**What you have to do**
Give back exactly the lines of the entries below from the line with "Exercise. Point out every instance of the cloudy" to the line with "Exercise. Point out every instance of the porch railing", inclusive, and only those.

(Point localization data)
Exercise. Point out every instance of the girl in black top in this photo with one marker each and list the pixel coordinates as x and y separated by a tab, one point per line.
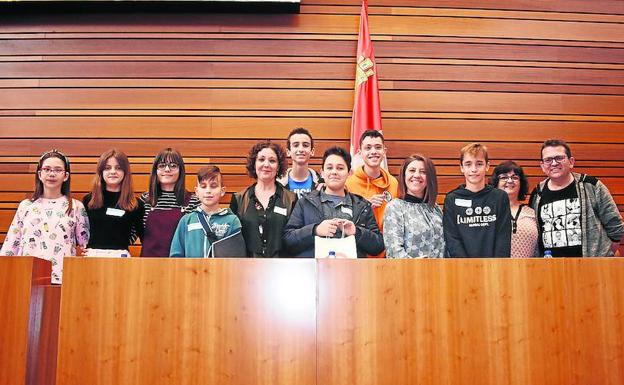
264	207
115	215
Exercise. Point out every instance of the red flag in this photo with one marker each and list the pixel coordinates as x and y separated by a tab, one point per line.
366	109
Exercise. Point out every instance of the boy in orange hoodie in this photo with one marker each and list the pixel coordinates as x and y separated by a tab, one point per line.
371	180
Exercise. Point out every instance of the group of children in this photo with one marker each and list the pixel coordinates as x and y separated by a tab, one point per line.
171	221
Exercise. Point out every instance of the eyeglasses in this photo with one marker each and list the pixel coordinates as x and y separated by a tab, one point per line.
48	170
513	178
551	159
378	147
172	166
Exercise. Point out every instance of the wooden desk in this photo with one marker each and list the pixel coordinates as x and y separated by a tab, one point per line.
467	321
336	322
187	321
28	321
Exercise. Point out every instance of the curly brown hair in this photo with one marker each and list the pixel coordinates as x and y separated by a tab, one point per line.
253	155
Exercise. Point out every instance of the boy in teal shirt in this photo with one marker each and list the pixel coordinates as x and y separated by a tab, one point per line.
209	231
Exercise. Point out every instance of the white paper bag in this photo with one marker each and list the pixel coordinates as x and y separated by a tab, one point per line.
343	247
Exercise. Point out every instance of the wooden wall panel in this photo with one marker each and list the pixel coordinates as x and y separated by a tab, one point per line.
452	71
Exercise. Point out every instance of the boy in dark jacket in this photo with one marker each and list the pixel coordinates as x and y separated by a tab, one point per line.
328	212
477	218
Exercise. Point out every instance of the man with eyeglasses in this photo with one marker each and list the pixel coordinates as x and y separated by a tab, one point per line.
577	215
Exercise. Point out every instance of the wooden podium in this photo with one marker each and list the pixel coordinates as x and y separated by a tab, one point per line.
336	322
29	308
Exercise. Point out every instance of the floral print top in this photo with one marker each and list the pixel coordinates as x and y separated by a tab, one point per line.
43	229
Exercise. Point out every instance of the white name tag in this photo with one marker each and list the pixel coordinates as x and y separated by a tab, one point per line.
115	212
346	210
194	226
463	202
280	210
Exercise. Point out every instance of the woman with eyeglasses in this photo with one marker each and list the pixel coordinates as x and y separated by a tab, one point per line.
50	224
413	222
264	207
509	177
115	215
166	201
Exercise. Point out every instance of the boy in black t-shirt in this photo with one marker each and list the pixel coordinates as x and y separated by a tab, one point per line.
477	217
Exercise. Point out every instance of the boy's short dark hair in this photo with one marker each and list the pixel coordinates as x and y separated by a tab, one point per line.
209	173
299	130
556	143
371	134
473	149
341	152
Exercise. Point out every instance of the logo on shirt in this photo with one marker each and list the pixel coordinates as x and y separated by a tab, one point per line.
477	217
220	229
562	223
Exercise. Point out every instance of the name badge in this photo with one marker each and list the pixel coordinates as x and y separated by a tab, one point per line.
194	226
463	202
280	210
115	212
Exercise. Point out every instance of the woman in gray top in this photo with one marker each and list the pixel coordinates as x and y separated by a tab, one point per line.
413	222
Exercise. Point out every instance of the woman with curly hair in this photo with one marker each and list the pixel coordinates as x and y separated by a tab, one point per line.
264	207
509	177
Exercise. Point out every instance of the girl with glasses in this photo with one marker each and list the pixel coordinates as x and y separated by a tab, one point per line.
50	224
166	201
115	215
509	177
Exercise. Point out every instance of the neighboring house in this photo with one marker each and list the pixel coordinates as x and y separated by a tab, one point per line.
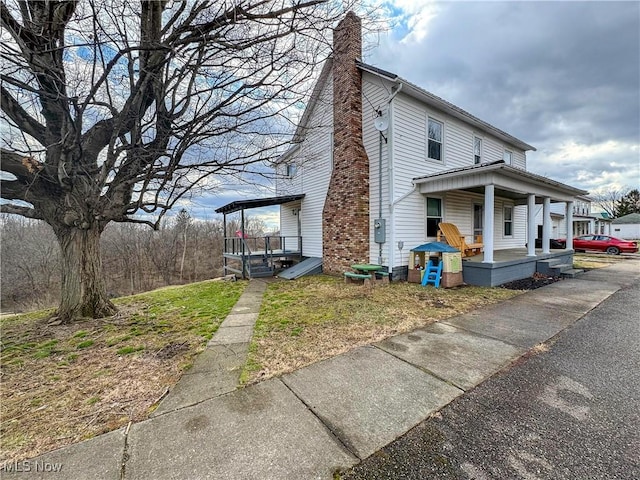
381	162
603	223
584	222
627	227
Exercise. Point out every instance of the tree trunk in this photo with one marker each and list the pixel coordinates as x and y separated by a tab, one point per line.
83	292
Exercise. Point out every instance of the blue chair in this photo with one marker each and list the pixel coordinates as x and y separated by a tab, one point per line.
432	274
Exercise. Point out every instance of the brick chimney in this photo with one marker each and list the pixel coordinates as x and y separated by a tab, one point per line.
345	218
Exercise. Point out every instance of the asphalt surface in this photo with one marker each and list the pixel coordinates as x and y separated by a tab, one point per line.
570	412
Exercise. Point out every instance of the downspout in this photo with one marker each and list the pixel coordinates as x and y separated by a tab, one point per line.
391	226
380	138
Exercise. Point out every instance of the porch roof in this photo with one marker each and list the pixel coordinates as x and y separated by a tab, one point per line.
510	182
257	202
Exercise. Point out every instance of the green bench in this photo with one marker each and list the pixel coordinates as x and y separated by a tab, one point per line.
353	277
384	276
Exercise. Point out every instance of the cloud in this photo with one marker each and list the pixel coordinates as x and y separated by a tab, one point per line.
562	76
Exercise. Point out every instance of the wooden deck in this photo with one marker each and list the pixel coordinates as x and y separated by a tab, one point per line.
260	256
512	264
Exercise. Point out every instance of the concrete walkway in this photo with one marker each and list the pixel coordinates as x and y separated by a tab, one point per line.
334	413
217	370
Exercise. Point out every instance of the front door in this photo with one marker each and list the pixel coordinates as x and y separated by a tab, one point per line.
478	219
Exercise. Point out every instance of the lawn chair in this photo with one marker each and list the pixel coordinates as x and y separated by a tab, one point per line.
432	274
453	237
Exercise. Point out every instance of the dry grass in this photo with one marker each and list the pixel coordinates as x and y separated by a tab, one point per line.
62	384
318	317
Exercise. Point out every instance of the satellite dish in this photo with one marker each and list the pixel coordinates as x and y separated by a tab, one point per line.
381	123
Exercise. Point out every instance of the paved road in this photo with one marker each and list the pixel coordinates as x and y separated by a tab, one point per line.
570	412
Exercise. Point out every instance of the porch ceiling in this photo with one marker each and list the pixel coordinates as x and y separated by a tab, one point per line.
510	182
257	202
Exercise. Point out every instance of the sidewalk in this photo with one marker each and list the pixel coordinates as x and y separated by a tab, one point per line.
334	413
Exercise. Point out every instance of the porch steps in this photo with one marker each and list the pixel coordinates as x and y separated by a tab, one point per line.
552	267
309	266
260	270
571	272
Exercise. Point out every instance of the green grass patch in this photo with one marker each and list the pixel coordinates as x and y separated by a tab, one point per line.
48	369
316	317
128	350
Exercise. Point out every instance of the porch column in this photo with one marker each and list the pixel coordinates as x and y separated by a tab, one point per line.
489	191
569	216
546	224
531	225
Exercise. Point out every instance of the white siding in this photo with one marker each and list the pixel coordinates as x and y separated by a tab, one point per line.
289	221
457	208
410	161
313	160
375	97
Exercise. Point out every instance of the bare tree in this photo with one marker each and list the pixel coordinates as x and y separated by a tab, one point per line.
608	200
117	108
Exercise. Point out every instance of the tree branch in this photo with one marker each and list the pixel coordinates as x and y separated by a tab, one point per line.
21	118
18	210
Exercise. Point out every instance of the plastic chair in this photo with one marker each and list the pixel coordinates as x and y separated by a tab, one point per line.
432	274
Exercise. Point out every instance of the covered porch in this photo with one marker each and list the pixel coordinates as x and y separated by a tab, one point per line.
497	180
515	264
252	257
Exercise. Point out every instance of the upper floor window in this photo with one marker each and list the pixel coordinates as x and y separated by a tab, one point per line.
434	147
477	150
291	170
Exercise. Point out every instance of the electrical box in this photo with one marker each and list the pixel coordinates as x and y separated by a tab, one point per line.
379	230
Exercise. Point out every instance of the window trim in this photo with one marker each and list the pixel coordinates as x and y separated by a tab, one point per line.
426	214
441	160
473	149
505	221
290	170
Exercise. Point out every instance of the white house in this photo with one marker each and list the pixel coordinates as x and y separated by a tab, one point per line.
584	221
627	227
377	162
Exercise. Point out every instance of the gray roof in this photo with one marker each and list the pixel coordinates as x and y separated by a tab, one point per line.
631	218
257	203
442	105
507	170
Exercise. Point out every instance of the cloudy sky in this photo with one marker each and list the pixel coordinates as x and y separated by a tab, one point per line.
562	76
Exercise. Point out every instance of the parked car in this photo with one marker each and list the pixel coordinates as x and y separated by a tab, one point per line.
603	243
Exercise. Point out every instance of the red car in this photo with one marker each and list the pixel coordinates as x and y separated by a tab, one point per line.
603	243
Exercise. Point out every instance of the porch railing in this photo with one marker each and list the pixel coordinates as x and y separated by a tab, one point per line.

==

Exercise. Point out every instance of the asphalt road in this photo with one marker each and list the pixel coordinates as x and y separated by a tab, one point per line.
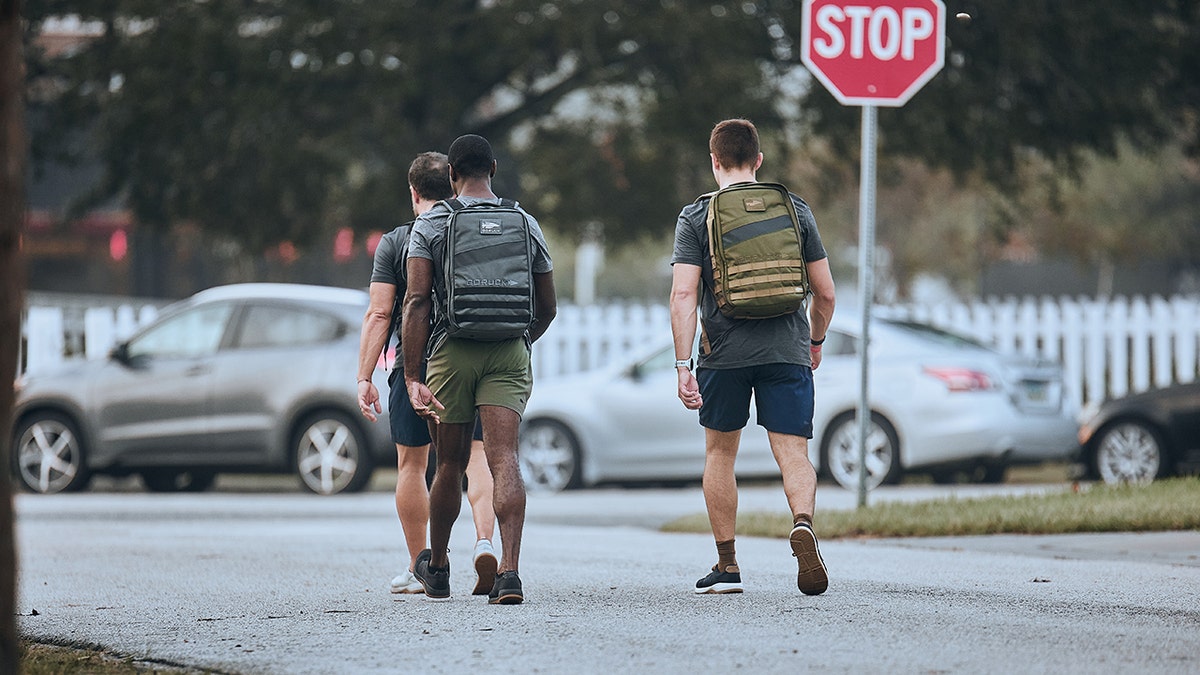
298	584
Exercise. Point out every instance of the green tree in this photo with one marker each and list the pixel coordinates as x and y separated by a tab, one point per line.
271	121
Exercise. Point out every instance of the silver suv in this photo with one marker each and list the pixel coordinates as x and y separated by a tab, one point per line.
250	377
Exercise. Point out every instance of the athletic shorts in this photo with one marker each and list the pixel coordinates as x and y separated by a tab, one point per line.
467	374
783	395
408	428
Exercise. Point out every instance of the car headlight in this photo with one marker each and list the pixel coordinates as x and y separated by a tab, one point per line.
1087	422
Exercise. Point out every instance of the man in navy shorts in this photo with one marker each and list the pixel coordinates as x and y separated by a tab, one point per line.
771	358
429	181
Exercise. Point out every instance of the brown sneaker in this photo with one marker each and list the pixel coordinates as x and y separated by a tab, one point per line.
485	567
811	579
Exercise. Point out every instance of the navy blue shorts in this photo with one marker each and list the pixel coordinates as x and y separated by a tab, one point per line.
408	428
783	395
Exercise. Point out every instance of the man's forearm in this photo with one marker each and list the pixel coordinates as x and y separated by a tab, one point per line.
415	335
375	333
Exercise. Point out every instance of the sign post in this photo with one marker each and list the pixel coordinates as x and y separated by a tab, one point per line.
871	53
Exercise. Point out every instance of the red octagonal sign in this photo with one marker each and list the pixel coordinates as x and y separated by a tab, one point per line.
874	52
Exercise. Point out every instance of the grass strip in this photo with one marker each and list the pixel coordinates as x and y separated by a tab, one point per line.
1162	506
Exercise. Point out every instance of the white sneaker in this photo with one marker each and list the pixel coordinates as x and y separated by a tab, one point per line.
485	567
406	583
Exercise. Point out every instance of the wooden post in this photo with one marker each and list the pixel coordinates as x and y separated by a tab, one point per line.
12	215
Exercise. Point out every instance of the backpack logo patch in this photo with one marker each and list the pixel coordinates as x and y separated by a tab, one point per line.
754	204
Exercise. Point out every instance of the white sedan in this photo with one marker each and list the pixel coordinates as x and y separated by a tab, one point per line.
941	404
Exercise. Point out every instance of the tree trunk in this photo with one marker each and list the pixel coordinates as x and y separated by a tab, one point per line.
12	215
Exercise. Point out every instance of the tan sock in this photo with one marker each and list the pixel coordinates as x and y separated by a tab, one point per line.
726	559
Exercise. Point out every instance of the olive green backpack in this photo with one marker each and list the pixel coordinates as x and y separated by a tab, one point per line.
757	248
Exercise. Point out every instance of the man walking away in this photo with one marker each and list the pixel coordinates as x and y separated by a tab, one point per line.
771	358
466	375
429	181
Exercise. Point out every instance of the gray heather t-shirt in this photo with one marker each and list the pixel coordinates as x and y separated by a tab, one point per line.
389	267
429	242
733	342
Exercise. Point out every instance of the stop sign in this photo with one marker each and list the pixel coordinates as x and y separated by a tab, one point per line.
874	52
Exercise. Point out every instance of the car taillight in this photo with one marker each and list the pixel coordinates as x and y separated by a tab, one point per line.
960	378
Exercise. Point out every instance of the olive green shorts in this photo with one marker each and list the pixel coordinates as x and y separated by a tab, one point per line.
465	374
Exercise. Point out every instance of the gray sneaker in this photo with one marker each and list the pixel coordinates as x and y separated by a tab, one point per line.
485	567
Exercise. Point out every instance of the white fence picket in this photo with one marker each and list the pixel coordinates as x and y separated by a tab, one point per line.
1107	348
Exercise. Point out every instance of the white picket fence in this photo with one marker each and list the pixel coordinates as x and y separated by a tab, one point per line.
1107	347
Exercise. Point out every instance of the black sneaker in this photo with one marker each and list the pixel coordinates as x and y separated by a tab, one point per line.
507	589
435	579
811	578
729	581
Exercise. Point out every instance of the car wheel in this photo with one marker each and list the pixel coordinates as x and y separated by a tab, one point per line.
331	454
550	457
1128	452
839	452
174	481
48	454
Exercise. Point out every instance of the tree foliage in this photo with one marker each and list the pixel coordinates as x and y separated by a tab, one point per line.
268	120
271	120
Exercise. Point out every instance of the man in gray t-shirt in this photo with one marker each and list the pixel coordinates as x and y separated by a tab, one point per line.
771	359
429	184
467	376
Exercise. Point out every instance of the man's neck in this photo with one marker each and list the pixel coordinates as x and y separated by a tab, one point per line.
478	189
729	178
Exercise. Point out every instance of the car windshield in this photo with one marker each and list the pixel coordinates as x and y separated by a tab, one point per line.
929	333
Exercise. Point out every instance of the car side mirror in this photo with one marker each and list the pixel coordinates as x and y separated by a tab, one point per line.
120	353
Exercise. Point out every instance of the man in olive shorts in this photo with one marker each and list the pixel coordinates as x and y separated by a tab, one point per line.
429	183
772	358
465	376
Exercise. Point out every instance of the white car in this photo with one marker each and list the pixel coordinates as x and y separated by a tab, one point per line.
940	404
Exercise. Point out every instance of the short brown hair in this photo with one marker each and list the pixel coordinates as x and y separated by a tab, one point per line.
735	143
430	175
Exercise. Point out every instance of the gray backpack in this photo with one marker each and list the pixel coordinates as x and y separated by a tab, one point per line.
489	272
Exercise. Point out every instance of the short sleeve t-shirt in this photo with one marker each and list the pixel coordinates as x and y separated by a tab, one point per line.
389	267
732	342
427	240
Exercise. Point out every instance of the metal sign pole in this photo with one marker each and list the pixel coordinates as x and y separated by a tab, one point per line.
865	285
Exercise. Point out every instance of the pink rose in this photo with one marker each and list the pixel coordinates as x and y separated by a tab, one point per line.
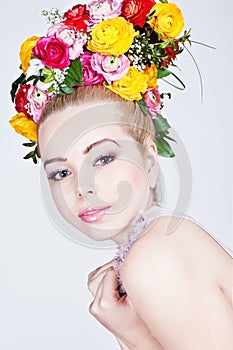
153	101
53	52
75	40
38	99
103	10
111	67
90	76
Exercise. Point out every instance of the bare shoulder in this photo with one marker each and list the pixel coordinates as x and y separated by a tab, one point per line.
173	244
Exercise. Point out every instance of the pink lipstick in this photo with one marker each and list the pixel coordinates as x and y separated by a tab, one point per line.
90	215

...

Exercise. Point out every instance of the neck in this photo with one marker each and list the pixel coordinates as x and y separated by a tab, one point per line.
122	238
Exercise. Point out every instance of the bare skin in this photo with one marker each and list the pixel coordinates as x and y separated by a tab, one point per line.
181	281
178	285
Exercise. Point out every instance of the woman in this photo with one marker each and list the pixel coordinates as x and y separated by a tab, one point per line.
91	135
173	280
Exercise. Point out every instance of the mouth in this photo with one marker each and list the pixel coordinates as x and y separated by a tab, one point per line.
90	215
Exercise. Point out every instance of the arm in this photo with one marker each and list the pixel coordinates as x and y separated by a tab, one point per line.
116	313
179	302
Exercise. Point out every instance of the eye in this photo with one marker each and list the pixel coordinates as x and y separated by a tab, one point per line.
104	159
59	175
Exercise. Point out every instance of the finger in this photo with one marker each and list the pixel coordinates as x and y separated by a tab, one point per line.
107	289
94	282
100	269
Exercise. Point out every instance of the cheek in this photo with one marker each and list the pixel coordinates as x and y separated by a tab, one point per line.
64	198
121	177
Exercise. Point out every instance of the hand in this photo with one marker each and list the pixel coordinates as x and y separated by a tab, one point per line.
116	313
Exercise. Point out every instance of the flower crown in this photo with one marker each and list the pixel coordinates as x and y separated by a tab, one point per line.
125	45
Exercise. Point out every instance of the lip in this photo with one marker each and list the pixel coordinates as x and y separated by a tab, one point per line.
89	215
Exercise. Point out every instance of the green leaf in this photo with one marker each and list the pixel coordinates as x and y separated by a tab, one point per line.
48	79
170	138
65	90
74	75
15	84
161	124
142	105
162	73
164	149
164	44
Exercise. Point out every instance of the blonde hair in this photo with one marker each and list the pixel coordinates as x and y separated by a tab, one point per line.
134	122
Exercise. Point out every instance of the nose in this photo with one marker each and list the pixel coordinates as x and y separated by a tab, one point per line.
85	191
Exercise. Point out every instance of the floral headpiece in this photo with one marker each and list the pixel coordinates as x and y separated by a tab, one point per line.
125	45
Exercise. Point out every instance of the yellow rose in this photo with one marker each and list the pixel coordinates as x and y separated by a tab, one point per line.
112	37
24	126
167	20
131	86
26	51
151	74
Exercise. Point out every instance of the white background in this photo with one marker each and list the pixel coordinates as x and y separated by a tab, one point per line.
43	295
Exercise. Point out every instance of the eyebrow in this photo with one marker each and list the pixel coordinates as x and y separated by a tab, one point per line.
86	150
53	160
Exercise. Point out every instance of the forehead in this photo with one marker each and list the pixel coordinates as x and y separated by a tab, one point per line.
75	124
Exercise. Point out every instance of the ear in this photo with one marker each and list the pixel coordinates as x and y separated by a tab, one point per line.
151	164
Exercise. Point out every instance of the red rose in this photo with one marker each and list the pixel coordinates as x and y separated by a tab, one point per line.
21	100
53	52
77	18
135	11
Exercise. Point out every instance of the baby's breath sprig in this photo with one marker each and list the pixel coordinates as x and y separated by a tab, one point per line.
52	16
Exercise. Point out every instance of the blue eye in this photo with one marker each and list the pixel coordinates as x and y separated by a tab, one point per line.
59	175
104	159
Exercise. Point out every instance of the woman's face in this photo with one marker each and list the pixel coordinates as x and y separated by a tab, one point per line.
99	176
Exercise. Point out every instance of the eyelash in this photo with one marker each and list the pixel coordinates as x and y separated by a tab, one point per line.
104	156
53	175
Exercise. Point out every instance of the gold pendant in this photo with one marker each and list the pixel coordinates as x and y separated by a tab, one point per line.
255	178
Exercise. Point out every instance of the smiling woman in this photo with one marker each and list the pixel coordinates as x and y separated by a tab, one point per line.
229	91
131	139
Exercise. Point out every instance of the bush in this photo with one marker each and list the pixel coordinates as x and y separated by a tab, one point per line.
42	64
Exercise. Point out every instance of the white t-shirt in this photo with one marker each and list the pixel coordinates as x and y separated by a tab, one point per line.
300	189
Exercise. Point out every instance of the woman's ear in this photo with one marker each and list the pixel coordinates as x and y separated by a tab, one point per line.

**Reply to the task**
Exercise. Point out every instance of the cloudy sky in this photo with one marker each and list the pixel coordinates as x and y separated by a tab, one point per line.
562	76
Exercise. Point out every instance of the parked car in this photo with one marker each and list the pixel coordinates as x and y separated by a tab, one point per line.
603	243
Exercise. Point out every instance of the red car in this photo with one marker each and list the pixel coordinates as x and y separated by a tab, one point per line.
603	243
Exercise. Point out every instance of the porch railing in this photo with one marker each and list the pixel coordinates as x and y separated by a tab, one point per line.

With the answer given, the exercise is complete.